- Source records -
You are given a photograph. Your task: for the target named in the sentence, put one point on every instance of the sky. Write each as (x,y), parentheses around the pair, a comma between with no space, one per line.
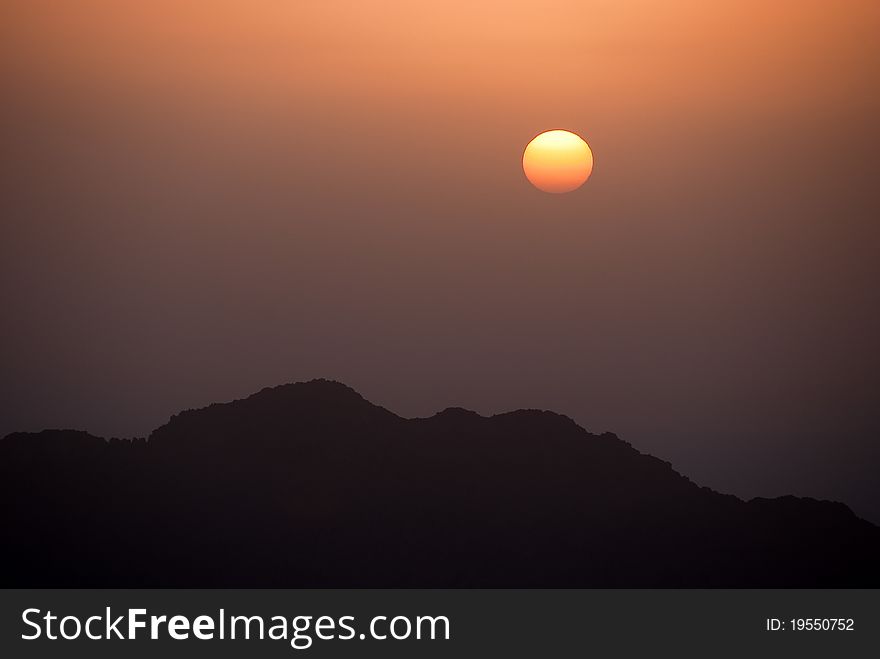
(200,199)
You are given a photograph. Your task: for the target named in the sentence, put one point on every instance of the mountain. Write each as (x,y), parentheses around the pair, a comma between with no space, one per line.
(310,485)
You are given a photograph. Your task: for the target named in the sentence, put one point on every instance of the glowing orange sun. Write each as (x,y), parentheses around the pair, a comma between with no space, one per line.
(557,161)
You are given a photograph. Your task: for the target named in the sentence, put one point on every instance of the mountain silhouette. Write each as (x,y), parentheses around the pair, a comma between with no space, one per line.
(310,485)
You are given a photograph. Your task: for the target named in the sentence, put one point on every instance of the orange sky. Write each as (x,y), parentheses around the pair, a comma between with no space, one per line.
(212,195)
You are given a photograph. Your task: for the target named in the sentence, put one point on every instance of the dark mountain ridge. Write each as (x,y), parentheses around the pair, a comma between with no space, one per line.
(309,484)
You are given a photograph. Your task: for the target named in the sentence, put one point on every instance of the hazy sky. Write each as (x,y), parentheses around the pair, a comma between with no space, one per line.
(200,199)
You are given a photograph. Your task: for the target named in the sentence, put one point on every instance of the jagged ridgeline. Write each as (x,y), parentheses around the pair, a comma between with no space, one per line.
(311,485)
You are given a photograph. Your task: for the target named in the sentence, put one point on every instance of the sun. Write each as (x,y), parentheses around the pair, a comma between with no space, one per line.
(557,161)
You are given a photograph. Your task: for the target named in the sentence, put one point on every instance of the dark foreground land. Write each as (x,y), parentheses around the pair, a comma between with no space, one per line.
(311,485)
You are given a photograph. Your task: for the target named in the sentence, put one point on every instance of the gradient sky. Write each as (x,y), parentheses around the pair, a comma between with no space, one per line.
(200,199)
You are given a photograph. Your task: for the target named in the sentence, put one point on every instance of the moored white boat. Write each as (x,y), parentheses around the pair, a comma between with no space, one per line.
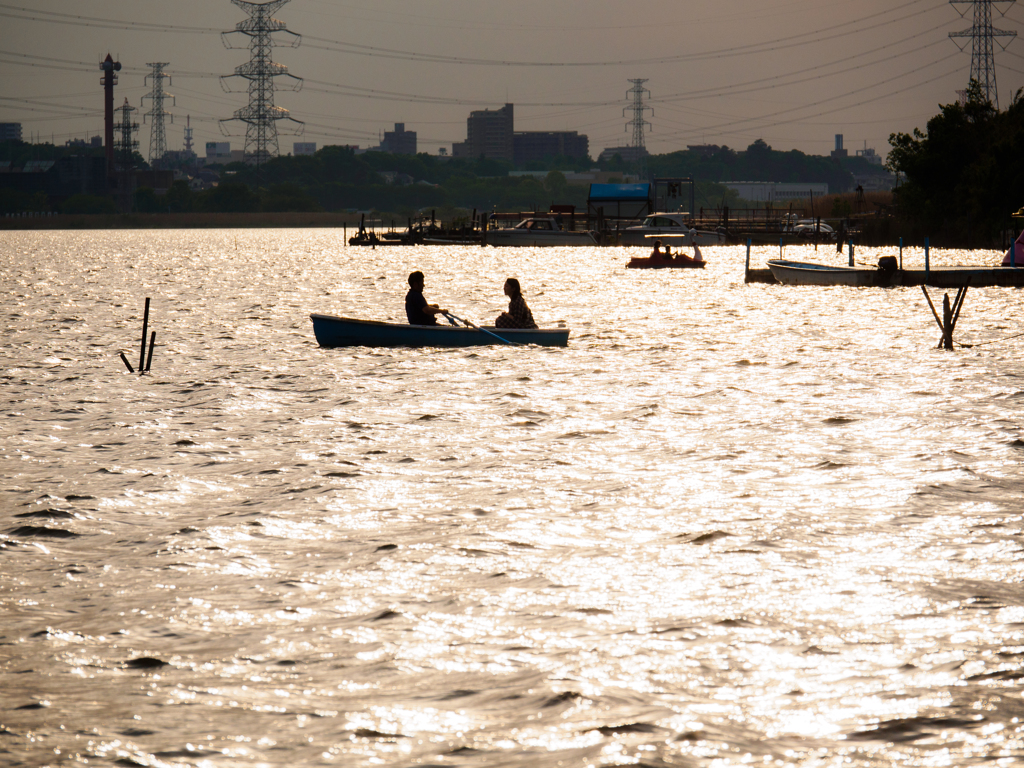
(810,273)
(672,229)
(539,231)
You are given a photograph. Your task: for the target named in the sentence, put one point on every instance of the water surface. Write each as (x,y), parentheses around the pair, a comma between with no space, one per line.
(728,524)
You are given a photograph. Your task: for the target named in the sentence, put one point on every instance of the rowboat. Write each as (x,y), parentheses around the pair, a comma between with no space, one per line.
(678,262)
(332,331)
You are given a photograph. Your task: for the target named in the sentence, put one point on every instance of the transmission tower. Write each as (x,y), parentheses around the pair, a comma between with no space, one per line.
(261,115)
(638,124)
(158,138)
(982,35)
(125,146)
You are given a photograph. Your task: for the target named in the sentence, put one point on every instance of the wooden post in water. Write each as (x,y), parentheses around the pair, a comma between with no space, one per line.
(949,314)
(145,327)
(947,324)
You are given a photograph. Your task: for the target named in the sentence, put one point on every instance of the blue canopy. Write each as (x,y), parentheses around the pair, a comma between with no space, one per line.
(624,193)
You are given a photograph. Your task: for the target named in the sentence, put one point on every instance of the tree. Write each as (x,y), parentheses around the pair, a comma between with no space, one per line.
(965,175)
(230,197)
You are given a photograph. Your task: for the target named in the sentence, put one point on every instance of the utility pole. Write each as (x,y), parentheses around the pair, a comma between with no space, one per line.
(638,124)
(261,115)
(126,145)
(982,35)
(158,137)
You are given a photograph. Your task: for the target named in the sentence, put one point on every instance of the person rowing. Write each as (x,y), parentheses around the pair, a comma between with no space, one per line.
(418,310)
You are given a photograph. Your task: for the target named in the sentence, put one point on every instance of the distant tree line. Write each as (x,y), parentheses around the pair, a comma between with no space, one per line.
(337,179)
(963,178)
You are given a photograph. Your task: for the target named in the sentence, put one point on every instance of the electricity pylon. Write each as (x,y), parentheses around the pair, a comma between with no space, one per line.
(125,146)
(158,136)
(638,124)
(261,115)
(982,35)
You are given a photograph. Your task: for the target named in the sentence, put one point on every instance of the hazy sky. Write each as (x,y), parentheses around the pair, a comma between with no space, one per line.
(794,73)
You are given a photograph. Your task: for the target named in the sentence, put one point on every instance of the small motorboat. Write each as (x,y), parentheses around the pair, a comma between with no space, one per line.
(811,273)
(539,231)
(332,331)
(672,229)
(678,261)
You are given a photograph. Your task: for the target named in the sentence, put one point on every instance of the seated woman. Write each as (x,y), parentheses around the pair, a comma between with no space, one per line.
(518,314)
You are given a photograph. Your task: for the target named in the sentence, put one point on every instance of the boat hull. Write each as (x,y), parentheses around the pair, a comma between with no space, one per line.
(525,238)
(808,273)
(645,236)
(805,273)
(332,331)
(647,263)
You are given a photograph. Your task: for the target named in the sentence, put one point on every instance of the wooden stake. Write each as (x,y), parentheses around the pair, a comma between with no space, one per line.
(145,326)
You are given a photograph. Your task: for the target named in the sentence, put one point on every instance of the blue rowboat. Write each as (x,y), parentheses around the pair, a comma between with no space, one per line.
(346,332)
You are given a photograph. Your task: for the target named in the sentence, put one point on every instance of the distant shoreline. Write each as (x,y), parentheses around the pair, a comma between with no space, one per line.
(180,221)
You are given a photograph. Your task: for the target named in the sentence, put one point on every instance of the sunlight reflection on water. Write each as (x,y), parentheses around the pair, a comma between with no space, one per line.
(728,523)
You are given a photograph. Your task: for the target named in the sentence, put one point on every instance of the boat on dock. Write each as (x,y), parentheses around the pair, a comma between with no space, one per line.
(810,273)
(540,231)
(332,331)
(889,275)
(672,229)
(679,261)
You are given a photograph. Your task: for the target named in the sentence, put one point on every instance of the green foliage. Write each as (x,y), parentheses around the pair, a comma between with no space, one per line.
(758,163)
(841,208)
(179,198)
(963,177)
(230,197)
(145,201)
(12,201)
(288,197)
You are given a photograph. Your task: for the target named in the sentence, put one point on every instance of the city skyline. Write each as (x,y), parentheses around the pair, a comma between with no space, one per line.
(722,73)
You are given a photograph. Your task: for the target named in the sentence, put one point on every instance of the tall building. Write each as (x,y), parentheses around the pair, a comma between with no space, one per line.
(839,152)
(488,134)
(399,141)
(10,131)
(538,145)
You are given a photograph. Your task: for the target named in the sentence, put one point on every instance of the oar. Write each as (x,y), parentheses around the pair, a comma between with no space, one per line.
(473,325)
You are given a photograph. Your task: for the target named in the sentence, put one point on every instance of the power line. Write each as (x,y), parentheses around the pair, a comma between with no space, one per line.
(261,115)
(158,136)
(982,35)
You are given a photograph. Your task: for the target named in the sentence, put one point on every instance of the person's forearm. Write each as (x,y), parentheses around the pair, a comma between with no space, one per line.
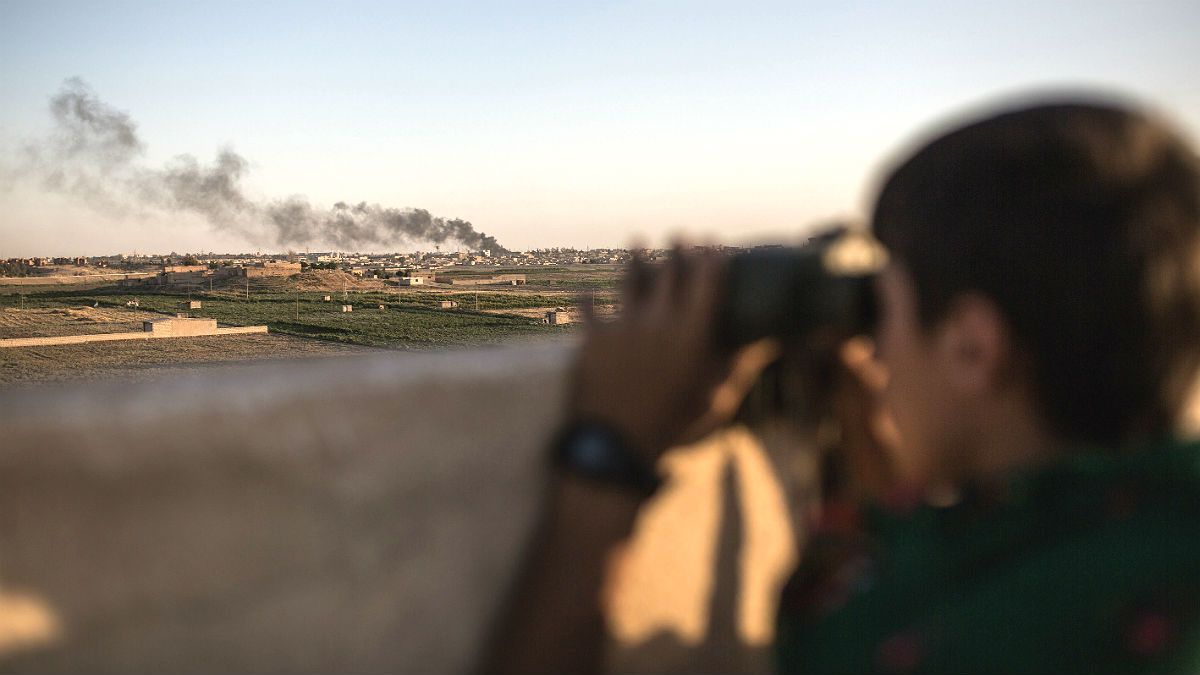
(555,619)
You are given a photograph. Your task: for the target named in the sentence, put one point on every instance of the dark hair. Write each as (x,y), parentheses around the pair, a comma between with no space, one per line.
(1081,222)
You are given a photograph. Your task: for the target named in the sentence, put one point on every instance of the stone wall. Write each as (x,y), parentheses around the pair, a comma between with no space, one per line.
(354,514)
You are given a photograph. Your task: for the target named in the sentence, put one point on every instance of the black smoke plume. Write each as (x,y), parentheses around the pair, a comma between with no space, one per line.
(94,154)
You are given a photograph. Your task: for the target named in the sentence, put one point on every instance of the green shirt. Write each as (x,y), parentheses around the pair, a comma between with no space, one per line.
(1090,565)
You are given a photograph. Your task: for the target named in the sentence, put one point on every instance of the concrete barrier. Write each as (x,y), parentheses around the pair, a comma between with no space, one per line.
(154,329)
(357,514)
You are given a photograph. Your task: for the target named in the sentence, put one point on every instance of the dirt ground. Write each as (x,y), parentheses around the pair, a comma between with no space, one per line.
(131,359)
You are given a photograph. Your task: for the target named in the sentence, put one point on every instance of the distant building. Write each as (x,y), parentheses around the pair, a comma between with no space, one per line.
(179,327)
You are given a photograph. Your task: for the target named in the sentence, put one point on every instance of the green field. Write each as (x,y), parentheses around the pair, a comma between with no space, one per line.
(411,320)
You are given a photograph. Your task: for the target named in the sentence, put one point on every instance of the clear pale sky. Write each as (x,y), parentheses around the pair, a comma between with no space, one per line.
(557,124)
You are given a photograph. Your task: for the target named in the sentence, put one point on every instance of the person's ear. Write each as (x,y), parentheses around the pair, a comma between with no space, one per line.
(975,346)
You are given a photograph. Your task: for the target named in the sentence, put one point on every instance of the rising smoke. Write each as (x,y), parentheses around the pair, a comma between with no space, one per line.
(94,154)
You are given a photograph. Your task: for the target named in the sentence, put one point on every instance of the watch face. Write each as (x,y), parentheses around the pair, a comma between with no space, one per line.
(592,453)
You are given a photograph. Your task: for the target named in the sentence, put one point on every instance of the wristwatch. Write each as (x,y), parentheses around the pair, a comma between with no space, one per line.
(598,453)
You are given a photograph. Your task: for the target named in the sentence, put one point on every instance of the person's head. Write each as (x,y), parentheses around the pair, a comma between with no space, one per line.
(1047,272)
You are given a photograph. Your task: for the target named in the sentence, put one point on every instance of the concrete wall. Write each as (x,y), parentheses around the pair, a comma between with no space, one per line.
(181,327)
(155,329)
(357,514)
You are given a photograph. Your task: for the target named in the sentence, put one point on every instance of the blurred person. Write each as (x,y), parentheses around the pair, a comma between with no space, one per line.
(1024,500)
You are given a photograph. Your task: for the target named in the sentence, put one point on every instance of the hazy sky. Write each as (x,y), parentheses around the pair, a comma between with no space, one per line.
(553,124)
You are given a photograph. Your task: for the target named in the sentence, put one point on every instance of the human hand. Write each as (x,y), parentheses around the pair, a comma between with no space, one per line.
(655,375)
(870,442)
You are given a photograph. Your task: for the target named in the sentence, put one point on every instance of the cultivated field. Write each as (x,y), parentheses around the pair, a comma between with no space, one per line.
(153,359)
(301,322)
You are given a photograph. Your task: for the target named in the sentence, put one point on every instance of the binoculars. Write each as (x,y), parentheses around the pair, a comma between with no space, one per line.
(820,292)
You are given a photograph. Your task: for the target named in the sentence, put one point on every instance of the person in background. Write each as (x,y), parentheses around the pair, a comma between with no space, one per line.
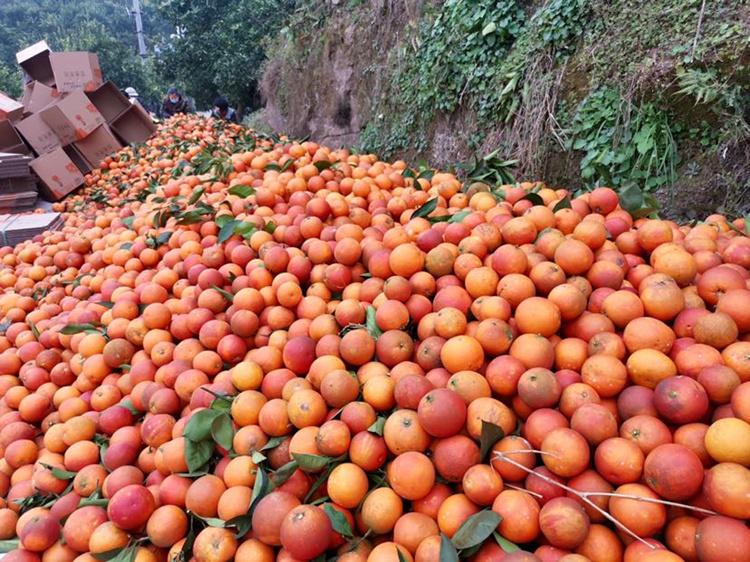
(133,97)
(174,103)
(223,111)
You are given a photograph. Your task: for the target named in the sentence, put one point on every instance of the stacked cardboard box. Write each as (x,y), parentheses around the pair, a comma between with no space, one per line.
(17,184)
(68,117)
(14,229)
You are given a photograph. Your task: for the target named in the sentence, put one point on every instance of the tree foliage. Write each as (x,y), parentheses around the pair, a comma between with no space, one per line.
(219,46)
(104,27)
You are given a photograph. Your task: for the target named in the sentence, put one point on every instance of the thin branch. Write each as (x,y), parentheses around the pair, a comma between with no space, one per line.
(549,480)
(650,500)
(698,29)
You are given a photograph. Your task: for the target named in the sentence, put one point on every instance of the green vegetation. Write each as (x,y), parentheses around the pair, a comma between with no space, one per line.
(217,50)
(633,93)
(102,26)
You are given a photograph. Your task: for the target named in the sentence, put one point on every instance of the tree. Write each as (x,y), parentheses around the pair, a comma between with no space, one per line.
(219,46)
(104,27)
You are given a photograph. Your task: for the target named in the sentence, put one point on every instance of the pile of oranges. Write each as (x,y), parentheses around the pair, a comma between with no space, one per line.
(248,348)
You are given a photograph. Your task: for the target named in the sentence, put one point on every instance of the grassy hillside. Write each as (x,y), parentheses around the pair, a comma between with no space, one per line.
(653,94)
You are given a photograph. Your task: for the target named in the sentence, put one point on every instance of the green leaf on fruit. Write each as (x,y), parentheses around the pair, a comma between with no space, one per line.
(198,427)
(59,473)
(505,544)
(424,210)
(243,191)
(274,442)
(222,431)
(476,529)
(448,552)
(535,198)
(311,462)
(225,294)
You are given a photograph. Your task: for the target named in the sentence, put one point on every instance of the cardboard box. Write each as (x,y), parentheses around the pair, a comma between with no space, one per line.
(10,108)
(58,174)
(10,140)
(38,134)
(83,165)
(76,71)
(72,117)
(35,61)
(37,96)
(109,100)
(97,146)
(133,125)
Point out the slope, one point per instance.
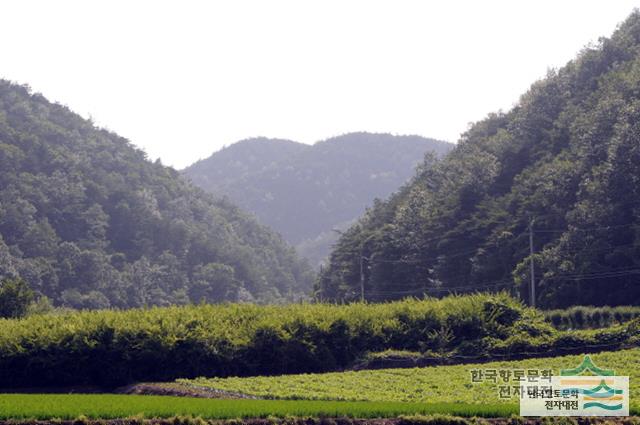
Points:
(88, 221)
(565, 160)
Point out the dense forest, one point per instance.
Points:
(88, 221)
(305, 192)
(561, 170)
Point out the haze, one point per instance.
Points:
(182, 79)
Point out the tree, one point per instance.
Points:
(15, 298)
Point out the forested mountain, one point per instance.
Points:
(566, 158)
(88, 221)
(305, 192)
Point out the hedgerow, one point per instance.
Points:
(111, 348)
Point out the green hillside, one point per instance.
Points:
(305, 192)
(565, 159)
(89, 222)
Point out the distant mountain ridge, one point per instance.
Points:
(551, 186)
(89, 222)
(306, 191)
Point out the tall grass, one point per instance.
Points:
(586, 317)
(109, 406)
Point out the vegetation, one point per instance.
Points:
(441, 384)
(580, 317)
(87, 221)
(15, 298)
(112, 348)
(304, 192)
(566, 159)
(109, 406)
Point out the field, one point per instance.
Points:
(109, 406)
(442, 384)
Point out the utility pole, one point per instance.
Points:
(533, 272)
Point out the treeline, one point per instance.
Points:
(305, 192)
(584, 317)
(116, 347)
(564, 163)
(88, 221)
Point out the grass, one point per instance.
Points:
(110, 406)
(441, 384)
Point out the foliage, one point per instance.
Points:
(111, 348)
(89, 222)
(581, 317)
(441, 384)
(110, 406)
(15, 298)
(566, 156)
(115, 347)
(304, 192)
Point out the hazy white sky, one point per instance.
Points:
(183, 78)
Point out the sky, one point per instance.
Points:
(181, 79)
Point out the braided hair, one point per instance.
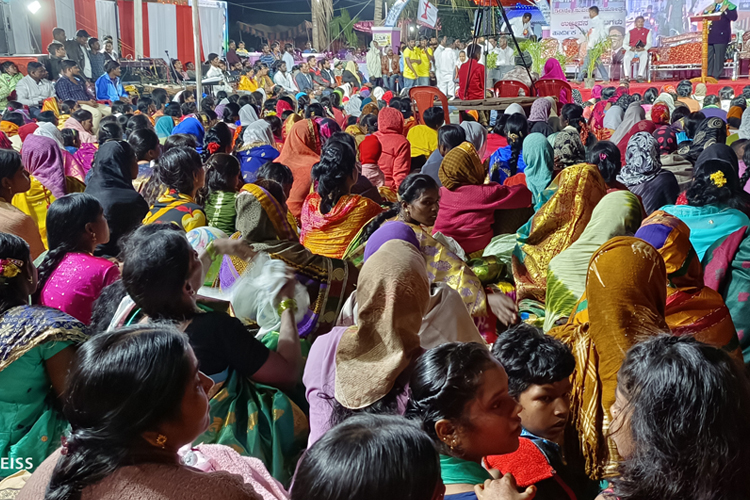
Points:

- Exercise directions -
Take the entries above and return only the lines from the one with "Point out the haze, one point per instance." to the one with "Point out the tall", both included, unchanged.

- Answer for this exercise -
Point out the haze, one point per instance.
Points:
(182, 79)
Point out the tree, one point per instance.
Points:
(15, 298)
Point out the forested mountain, one point per instance.
Points:
(566, 158)
(88, 221)
(305, 192)
Point out the hedgerow, one point per instance.
Points:
(111, 348)
Point out the green hillside, one point per instance.
Points:
(305, 192)
(565, 159)
(89, 222)
Point out the distant mountain ridge, one point per instance.
Points:
(551, 186)
(89, 222)
(306, 191)
Point out the tall grass, one point per instance.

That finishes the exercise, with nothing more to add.